■ **EXERCISE PROMPT**
State how many lines in the rows below contain the string "black", matching case exactly. Reply with the number alone.
━━━ ENTRIES PROVIDED ━━━
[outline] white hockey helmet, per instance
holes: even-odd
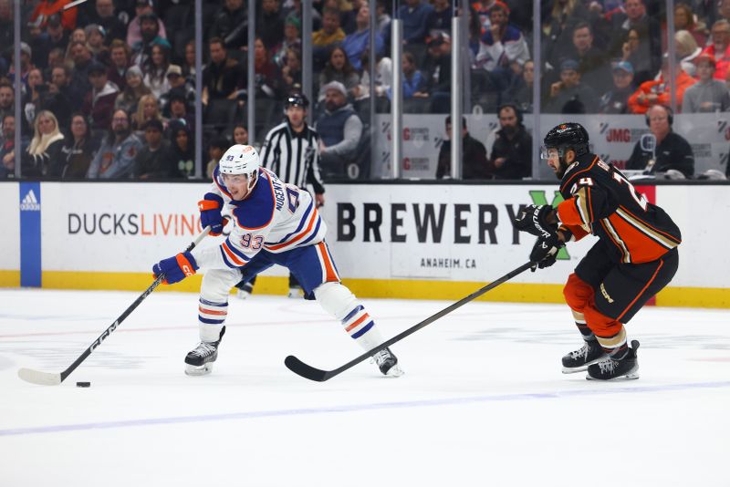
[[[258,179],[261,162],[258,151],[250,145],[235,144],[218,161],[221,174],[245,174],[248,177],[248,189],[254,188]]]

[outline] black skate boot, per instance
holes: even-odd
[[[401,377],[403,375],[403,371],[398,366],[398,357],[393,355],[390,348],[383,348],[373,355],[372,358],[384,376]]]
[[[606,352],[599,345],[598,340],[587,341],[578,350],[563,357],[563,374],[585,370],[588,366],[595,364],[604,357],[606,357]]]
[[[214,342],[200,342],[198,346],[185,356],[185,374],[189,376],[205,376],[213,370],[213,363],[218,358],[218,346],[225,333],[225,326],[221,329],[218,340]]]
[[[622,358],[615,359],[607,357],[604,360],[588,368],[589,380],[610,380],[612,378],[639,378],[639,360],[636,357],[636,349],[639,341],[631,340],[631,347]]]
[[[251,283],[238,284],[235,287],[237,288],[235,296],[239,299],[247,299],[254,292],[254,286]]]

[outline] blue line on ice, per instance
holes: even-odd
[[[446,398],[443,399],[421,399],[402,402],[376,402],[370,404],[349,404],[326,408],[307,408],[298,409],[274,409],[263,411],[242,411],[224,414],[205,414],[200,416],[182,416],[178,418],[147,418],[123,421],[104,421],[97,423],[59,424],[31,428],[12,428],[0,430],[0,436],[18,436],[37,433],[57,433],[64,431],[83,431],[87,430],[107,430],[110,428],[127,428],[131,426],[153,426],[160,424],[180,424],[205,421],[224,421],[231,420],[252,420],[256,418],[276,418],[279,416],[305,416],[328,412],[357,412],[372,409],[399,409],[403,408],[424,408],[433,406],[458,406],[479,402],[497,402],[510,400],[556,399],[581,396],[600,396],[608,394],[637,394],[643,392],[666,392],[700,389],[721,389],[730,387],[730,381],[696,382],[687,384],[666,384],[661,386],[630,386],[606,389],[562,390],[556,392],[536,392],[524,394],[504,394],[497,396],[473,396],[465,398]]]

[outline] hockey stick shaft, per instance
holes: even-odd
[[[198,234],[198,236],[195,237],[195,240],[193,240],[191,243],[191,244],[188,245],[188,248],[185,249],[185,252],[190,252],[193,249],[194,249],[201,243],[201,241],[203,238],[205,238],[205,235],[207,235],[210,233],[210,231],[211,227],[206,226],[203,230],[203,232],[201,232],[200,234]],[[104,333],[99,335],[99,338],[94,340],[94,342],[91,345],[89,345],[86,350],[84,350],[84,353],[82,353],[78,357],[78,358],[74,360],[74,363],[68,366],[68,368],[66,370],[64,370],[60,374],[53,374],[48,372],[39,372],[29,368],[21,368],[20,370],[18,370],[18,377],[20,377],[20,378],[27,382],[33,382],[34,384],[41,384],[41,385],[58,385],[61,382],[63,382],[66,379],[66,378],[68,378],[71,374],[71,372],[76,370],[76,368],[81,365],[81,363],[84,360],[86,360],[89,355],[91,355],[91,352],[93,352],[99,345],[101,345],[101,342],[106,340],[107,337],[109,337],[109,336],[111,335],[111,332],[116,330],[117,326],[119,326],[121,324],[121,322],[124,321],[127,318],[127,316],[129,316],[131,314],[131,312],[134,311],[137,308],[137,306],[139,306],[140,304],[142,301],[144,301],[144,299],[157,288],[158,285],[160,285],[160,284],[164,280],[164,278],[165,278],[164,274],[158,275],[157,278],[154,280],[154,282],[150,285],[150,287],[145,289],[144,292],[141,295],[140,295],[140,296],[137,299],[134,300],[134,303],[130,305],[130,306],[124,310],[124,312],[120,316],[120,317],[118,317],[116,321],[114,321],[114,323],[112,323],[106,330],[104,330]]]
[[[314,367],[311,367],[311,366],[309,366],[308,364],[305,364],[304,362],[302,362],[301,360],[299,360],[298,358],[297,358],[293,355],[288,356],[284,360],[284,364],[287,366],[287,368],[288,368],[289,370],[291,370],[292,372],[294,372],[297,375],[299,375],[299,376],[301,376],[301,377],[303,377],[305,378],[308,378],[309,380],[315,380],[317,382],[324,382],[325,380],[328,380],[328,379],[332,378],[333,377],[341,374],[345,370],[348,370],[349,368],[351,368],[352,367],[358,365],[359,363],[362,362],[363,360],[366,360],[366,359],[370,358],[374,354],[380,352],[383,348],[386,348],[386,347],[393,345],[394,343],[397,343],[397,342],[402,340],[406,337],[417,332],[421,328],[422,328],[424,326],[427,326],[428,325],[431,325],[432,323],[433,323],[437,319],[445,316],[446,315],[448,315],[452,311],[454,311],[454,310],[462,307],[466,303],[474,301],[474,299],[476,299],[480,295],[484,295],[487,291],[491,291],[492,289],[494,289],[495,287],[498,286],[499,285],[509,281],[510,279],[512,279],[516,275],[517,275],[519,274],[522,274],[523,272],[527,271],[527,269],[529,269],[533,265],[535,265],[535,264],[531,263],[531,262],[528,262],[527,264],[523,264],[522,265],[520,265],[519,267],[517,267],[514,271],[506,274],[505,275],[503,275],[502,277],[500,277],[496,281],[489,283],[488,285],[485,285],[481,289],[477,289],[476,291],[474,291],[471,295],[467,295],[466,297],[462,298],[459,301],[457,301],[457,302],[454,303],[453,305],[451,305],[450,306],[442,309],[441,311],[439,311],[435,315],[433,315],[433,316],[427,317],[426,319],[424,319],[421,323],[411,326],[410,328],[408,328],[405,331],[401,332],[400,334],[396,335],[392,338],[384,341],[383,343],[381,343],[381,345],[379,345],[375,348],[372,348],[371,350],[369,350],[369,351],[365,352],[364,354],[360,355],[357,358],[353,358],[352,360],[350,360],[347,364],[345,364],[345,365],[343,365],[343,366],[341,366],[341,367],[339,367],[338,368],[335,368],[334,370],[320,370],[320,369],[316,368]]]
━━━
━━━ ENTRIES PROVIDED ━━━
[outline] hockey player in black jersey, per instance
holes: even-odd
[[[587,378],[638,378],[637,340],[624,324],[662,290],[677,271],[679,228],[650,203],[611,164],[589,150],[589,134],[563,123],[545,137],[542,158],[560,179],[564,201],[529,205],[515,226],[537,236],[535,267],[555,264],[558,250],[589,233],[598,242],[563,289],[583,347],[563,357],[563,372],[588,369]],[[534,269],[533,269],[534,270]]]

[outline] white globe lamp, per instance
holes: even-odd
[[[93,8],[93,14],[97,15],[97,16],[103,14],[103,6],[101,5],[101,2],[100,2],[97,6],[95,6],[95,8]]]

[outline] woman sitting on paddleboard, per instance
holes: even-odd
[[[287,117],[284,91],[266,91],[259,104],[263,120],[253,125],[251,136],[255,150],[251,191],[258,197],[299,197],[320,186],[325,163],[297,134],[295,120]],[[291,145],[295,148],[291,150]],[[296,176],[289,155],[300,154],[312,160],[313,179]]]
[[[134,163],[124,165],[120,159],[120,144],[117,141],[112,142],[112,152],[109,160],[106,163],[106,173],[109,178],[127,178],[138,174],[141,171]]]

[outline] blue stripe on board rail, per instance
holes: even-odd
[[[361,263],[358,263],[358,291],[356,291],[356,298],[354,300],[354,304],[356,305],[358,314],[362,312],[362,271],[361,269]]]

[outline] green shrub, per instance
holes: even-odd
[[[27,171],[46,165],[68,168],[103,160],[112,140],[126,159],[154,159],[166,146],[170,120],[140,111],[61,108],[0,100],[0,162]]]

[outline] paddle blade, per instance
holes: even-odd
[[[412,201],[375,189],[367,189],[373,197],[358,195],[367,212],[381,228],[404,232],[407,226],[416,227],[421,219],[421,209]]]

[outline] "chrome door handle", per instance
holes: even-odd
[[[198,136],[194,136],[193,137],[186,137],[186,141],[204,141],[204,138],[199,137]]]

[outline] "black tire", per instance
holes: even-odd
━━━
■ **OUTPUT**
3